_Do this_: Copy out the rows below word for word, beginning with the line that contains "Could you please point out the green parking" and ending with the line that contains "(1249, 429)", both included.

_Input rows_:
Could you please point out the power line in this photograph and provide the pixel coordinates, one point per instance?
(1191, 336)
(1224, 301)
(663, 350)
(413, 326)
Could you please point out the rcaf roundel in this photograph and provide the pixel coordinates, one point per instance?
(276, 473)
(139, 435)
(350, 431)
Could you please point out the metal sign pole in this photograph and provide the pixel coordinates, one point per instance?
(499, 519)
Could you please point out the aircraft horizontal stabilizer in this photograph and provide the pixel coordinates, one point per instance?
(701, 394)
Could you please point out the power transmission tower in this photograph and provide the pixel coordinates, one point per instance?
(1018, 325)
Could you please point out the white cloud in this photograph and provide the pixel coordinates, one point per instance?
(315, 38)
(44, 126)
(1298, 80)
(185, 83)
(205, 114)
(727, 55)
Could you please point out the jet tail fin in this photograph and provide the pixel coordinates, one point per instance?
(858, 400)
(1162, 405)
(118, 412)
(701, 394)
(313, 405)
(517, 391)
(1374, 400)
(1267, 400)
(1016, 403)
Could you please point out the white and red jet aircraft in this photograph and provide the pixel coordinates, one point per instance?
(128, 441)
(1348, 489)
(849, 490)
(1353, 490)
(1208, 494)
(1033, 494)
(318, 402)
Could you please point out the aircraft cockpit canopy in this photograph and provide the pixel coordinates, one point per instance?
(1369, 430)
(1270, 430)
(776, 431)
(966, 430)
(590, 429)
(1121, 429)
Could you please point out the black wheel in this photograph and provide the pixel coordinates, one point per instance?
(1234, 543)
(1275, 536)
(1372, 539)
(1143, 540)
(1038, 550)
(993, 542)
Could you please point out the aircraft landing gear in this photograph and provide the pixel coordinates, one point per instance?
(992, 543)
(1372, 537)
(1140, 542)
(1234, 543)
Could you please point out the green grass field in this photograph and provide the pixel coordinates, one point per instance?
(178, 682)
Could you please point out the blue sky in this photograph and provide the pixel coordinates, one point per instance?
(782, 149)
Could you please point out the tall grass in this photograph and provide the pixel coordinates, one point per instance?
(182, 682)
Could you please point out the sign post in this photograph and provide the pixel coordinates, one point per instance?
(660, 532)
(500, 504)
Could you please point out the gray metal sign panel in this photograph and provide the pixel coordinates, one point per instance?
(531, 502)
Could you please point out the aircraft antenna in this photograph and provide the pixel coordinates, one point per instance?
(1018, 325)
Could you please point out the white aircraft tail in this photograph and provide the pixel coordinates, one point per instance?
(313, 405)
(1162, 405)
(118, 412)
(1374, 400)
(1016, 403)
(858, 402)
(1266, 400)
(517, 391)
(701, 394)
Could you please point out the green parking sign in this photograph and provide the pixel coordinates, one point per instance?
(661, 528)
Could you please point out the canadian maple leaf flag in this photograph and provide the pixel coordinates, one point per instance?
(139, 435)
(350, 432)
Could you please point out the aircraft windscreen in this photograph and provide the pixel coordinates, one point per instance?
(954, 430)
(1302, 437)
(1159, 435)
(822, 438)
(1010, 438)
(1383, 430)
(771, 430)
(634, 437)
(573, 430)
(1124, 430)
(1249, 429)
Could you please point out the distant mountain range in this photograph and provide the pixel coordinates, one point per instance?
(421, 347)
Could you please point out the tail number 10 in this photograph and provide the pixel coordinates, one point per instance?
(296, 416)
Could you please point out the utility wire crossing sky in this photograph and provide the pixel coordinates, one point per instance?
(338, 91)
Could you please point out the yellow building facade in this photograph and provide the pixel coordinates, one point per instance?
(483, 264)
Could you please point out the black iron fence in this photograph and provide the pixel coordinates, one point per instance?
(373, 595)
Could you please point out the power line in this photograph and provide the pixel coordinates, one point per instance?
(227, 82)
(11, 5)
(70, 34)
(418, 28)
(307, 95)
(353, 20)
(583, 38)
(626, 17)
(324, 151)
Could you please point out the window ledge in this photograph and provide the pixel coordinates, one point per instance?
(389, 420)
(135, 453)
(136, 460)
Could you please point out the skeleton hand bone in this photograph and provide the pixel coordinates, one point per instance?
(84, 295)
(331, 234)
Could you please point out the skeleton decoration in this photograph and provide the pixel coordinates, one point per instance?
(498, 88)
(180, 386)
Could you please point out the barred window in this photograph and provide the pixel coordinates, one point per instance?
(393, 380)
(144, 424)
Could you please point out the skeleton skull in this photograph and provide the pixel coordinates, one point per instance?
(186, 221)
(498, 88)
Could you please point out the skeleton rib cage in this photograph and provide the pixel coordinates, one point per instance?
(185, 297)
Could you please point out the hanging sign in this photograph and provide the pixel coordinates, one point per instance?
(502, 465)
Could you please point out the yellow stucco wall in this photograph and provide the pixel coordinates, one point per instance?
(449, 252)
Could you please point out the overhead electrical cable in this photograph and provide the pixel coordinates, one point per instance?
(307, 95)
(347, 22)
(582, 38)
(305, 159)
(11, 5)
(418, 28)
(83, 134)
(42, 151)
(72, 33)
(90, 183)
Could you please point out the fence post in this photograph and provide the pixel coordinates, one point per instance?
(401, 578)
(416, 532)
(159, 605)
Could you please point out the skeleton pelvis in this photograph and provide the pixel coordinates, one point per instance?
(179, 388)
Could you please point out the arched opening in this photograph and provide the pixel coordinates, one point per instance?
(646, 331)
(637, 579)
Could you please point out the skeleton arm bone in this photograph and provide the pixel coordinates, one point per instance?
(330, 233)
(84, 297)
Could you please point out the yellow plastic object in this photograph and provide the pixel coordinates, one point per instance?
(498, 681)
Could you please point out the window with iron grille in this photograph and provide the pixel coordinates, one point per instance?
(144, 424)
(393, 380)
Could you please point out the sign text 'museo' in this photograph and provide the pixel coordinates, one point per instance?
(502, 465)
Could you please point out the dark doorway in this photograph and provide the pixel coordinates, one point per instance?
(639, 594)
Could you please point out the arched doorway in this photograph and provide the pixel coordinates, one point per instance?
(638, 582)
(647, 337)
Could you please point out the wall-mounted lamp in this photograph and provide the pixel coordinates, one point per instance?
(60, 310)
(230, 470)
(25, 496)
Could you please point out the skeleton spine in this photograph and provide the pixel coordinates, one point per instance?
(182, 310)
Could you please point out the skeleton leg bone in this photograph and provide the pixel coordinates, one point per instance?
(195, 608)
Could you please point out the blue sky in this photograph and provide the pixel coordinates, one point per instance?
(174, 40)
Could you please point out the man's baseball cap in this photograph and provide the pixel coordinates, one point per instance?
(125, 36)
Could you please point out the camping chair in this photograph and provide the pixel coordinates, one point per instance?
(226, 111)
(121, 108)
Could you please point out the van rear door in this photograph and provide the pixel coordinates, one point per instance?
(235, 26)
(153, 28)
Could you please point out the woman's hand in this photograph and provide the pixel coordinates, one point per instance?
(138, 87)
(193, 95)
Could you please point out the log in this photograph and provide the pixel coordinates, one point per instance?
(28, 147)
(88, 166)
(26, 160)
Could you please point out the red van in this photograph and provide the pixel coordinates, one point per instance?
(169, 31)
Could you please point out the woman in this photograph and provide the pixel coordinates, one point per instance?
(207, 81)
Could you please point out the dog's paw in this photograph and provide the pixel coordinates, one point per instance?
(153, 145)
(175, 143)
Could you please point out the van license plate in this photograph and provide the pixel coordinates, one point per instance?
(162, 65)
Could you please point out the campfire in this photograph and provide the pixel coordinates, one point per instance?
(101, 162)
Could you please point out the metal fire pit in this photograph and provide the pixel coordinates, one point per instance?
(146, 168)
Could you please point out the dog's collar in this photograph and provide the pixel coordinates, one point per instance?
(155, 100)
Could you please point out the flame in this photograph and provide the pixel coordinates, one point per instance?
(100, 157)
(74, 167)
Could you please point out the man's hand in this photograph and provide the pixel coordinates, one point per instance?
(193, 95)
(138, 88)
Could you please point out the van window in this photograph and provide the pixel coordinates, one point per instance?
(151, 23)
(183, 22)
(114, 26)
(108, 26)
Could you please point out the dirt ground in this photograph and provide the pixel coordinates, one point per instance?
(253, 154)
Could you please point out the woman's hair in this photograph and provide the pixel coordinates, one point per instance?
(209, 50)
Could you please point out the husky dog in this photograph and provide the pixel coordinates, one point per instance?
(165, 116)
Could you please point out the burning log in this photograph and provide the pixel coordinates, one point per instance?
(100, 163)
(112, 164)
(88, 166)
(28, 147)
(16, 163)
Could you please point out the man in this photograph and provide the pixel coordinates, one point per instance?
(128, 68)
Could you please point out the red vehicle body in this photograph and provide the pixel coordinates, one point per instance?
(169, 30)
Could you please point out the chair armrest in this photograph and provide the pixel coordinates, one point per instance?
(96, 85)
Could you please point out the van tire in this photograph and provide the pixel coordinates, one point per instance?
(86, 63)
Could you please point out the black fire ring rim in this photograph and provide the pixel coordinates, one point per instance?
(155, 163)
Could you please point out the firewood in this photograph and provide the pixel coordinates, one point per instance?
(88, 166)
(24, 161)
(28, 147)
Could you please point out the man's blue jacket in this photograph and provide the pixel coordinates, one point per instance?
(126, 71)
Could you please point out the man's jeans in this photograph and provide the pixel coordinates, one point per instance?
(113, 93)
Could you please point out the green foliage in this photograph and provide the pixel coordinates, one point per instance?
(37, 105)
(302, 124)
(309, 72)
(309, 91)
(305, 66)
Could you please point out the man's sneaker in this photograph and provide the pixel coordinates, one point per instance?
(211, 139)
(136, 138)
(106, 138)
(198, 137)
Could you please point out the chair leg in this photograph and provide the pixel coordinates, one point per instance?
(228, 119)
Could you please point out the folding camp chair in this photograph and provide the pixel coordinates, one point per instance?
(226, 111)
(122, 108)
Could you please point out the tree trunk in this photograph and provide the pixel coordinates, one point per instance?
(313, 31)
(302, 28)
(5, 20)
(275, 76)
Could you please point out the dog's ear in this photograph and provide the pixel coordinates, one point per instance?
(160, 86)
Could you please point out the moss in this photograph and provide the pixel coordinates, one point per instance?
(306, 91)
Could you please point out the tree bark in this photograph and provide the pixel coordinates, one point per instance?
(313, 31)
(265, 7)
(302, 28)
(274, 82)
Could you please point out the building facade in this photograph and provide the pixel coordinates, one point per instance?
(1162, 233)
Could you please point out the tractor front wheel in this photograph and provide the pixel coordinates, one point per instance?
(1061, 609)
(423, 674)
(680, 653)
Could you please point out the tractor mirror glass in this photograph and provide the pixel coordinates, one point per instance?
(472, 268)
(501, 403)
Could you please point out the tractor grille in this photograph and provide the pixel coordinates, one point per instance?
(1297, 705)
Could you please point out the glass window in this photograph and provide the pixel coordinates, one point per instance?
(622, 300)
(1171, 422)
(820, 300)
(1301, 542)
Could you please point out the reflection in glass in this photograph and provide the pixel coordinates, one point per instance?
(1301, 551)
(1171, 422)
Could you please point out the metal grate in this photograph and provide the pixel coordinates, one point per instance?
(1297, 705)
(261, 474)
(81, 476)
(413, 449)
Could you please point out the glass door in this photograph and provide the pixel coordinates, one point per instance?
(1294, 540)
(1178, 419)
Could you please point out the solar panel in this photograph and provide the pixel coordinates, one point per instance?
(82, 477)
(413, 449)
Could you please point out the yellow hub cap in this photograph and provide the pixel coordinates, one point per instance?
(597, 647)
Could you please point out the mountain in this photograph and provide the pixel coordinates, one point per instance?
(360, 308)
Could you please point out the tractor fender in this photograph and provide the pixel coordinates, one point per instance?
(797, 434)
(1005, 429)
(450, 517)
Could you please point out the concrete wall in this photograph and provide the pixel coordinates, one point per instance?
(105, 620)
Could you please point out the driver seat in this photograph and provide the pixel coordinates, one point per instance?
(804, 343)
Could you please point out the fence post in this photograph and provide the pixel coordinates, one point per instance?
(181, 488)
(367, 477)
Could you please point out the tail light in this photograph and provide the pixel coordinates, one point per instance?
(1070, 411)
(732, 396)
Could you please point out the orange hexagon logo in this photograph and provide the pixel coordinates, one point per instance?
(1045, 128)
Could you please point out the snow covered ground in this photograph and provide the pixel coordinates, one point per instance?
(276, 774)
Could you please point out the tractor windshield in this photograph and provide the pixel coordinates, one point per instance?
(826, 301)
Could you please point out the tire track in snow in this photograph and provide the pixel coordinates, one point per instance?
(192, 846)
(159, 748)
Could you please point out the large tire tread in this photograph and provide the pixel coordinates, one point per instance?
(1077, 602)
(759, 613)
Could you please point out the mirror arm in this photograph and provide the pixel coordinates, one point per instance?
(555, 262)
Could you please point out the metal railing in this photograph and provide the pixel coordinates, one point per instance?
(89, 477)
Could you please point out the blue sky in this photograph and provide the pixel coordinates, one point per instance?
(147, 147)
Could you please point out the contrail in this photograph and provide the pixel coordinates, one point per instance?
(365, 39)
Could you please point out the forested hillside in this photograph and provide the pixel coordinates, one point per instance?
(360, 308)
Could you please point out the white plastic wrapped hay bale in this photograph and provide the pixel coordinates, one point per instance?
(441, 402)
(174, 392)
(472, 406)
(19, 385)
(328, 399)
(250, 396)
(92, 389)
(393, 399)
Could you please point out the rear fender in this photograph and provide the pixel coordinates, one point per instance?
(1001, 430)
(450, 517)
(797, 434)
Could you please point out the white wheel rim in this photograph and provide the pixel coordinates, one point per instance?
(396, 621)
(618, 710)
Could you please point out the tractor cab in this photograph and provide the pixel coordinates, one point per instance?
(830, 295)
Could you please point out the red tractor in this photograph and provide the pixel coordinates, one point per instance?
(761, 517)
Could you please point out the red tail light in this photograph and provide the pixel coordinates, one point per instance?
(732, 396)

_Written solution_:
Could you please point out the green parking sign in this photograph and provide the pixel coordinates, one point per instance?
(661, 528)
Could you please point out the canadian maple leaf flag in this photograph and provide the pixel coordinates, one point per instance?
(139, 435)
(350, 432)
Could you please point out the aircraft windscreen in this photograph and provide the pixel coordinates, one point per instance?
(954, 430)
(1302, 437)
(1159, 435)
(822, 438)
(1010, 438)
(1383, 430)
(771, 430)
(634, 437)
(573, 430)
(1124, 430)
(1249, 429)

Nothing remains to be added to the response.